Written problem 1:
Answer these questions about the Stata arrays article:
(a) Which three variables make up the running example?
(b) What version number does the array program declare?
(c) What does the second way of coding the while loop avoid, and how does its speed compare?
Written problem 2:
Carry on the Stata arrays article from its final sentence.

Document section:
Title | Implementing SAS-like ARRAYs in Stata | |
Author | William Gould, StataCorp |
SAS provides an ARRAY facility, and whether Stata provides an analogy is a popular question on both our help line and Statalist. There is an analogy, but it is going to take some explaining.
First, let us agree on a problem: I have a list of variables—say, mpg, weight, and displ—and I want to do something to each of them. Just to fix ideas, let's pretend that I want to add 1 to each. Thus one solution is
. replace mpg = mpg + 1 . replace weight = weight + 1 . replace displ = displ + 1
That would not be a bad solution if I really did have three variables, but I am using three as an example, and I want you to pretend that I had 100 variables.
If I really wanted to add 1 to each of these variables, I could use foreach:
. foreach var of varlist mpg weight displ { replace `var' = `var' + 1 }
foreach has a pretty powerful syntax so, using some other dataset, I could compactly refer to my 100 variables:
. foreach var of varlist x1-x20 pop* d57 { replace `var' = `var' + 1 }
For this example, foreach seems most appropriate, but sometimes a while loop is best. Inside a program I might have the following code:
while "`1'" != "" { replace `1' = `1' + 1 macro shift }
In the above, `1' stands for the variable, and I can refer to it as often as I want just as I did with `var' in the foreach loops above. In my example, I refer to `1' twice: replace `1' = `1' + 1, meaning add 1 to the variable, but that is just my example, and really the replace statement stands for a block of code that does something complicated to the variable.
There are other ways I could code the while loop, such as
local i = 1 while "``i''" != "" { replace ``i'' = ``i'' + 1 local i = `i' + 1 }
This second method avoids macro shift and is faster.
Whichever way I write it, I need to somehow get Stata to understand that my list is “mpg weight displ”. Here is a complete, working program that you may find useful:
--------------------- BEGIN --- array.ado --- CUT HERE --- program array version 9.0 gettoken usrprog 0 : 0 syntax varlist foreach var of local varlist { `usrprog' `var' } end ---------------------- END --- array.ado --- CUT HERE ---
Using the utility, I could solve my problem with
. program add1 1. replace `1' = `1' + 1 2. end
or, alternatively, with
. program add1 1. args var 2. replace `var' = `var' + 1 3. end
and then
. array add1 mpg weight displ
To use array, I type array, followed by the name of a program to do something to one variable, followed by a list of variables on which I want the program run. Using my other more-than-100 variable dataset, I could type
. array add1 x1-x20 pop* d57
There are two steps to using array:
You do not have to be dependent on array. Writing your own, custom program is pretty easy. To solve my add-1-to-mpg-weight-and-displ problem, I could write
. foreach var of varlist mpg weight displ { . replace `var' = `var' + 1 . }
Or, less elegantly as
. tokenize mpg weight displ . while "`1'" != "" { . replace `1' = `1' + 1 . macro shift . }
These are really much more SAS-like solutions. I write a custom program, not a general one.

Listed records:

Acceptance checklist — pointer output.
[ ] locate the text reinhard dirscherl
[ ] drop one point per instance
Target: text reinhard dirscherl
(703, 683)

Task response 1:
(a) mpg, weight, and displ.
(b) 9.0.
(c) It avoids macro shift and is faster.</t1>

Task response 2:
This last program I want you to understand thoroughly. First, let me give you some background on Stata.
That is how macros work. Now let us look at our less elegant program again and understand it:
(1) . tokenize mpg weight displ (2) . while "`1'" != "" { (3) . replace `1' = `1' + 1 (4) . macro shift (5) . }
There are other ways I could write program soln, and here is one that uses while but avoids using macro shift:
(1) . local array "mpg weight displ" (2) . local i = 1 (3) . local n : word count `array' (4) . while `i' <= `n' { (5) . local var : word `i' of `array' (6) . replace `var' = `var' + 1 (7) . local i = `i' + 1 (8) . }
The only new thing here is my use of word `i' of `array' in line 5, and you can probably guess what it does. Make the substitutions. The first time through the loop, line 5 reads
local var : word 1 of mpg weight displ
because `i' is 1 and `array' is "mpg weight displ" (sans quotes). Word 1 of "mpg weight displ" is mpg, and so mpg is stored in the macro var.
This second solution is a little longer than the previous one, but it has the advantage that I can generalize it to work with paired arrays. For example,
. local array1 "mpg weight displ" . local array2 "rep78 hdroom trunk" . local i = 1 . local n : word count `array1' . while `i' <= `n' { . local var1 : word `i' of `array1' . local var2 : word `i' of `array2' . replace `var1' = `var1' + `var2' . local i = `i' + 1 . }
Let the macro named array contain a list of variable names. For instance,
local array "mpg weight displ foreign"
The extended macro function word of will pull the ith word from the array. For instance, let macro i contain one of integers 1, 2, 3, or 4. Then
local x : word `i' of `array'
places the `i'th word of `array' into the macro named x. If i contains 3,
local i = 3
and then
local x : word `i' of `array'
places "displ" in x. In subsequent code, you can use `x' to refer to displ.
You can refer to multiple "arrays" simultaneously:
local array1 "mpg weight displ" local array2 "foreign length turn make" ... local i = 1 ... local j = 3 ... local x : word `i' of `array1' local y : word `j' of `array2' ... ... `x' ... `y'
In the above, referring to `x' and `y' is equivalent to referring to the selected variable names, and you may use `x' and `y' in any way that you would use a variable name. For example, since Stata variables can be explicitly subscripted—because turn[3] refers to the 3rd observation on variable turn—you can type `y'[3] to refer to the 3rd observation of the `j'th element of array2.
You can form matrices of variable names should that be desirable. Here is a 4 x 3 example:
local arow1 "mpg weight displ" local arow2 "turn gratio foreign" local arow3 "rep78 hdroom trunk" local arow4 "length price make" ... /* the following obtains a[3,2], namely hdroom: */ local x : word 2 of `arow3' ... /* the following obtains a[`i',`j']: */ local x : word `j' of `arow`i''
To summarize, to define an M-element array vector named array, type
local array "varname1 varname2 ... varnameM"
To refer to array[i], type
local x : word `i' of `array'
and then refer to `x'.
To define an N x M array matrix named matrix, type
local matrix1 "varname11 varname12 ... varname1M" local matrix2 "varname21 varname22 ... varname2M" ... local matrixN "varnameN1 varnameN2 ... varnameNM"
To refer to matrix[i,j], type
local x : word `j' of `matrix`i''
and then refer to `x'.